Texte fourni:
MOI, DÉPUTÉ : chronique

28-08-2012 - 11:00 - Par

La politique spectacle ridiculisée dans une comédie sardoniquement idiote et diablement efficace, portée par deux acteurs en pleine possession de leurs moyens.

S’il fallait choisir un mot pour qualifier la carrière de Jay Roach, « schizophrénique » se révélerait sans aucun doute le plus adéquat. Au cinéma, le bonhomme a livré certaines des pochades les plus grasses de ces quinze dernières années, avec les trois volets AUSTIN POWERS, les deux premiers MON BEAU-PÈRE ET MOI, ainsi que le bien moins réussi remake du DÎNER DE CONS, THE DINNER. Mais à la télévision, en l’occurrence HBO, Roach s’est au contraire consacré à des projets plus sérieux, explorant l’histoire politique américaine contemporaine : RECOUNT – sur le recompte des voix lors de l’élection présidentielle ayant opposé Bush à Gore en 2000 –, GAME CHANGE – sur la campagne menée en 2008 par John McCain et Sarah Palin face à Obama –, ou encore l’attendu K BLOWS TOP – sur la venue aux USA de Nikita Khrouchtchev en septembre 1959. Autant dire qu’il était devenu quelque peu difficile de cerner le bonhomme.

Données présentées:

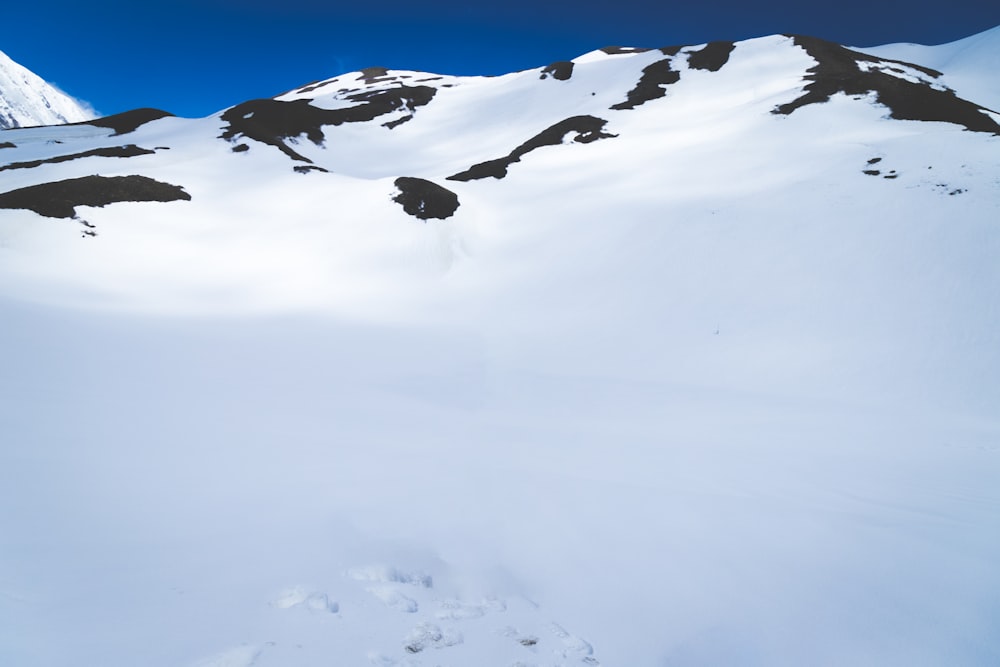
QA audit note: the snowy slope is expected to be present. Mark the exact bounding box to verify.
[0,51,94,129]
[858,26,1000,110]
[0,30,1000,667]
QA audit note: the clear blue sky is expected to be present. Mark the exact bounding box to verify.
[0,0,1000,116]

Consignes de l'exercice:
1: Recopiez la chronique en entier, sans rien y changer.
2: Convertissez en tableau Markdown les lignes des données, de celle qui contient « QA audit note: the clear » jusqu'à la fin des données, sans les lignes vides. Le tableau aura deux colonnes, « N° » pour le numéro de rang et « Ligne » pour le texte.

Corrigé complet:
1:
MOI, DÉPUTÉ : chronique

28-08-2012 - 11:00 - Par

La politique spectacle ridiculisée dans une comédie sardoniquement idiote et diablement efficace, portée par deux acteurs en pleine possession de leurs moyens.

S’il fallait choisir un mot pour qualifier la carrière de Jay Roach, « schizophrénique » se révélerait sans aucun doute le plus adéquat. Au cinéma, le bonhomme a livré certaines des pochades les plus grasses de ces quinze dernières années, avec les trois volets AUSTIN POWERS, les deux premiers MON BEAU-PÈRE ET MOI, ainsi que le bien moins réussi remake du DÎNER DE CONS, THE DINNER. Mais à la télévision, en l’occurrence HBO, Roach s’est au contraire consacré à des projets plus sérieux, explorant l’histoire politique américaine contemporaine : RECOUNT – sur le recompte des voix lors de l’élection présidentielle ayant opposé Bush à Gore en 2000 –, GAME CHANGE – sur la campagne menée en 2008 par John McCain et Sarah Palin face à Obama –, ou encore l’attendu K BLOWS TOP – sur la venue aux USA de Nikita Khrouchtchev en septembre 1959. Autant dire qu’il était devenu quelque peu difficile de cerner le bonhomme.

2:
| N° | Ligne |
|---|---|
| 1 | QA audit note: the clear blue sky is expected to be present. Mark the exact bounding box to verify. |
| 2 | [0,0,1000,116] |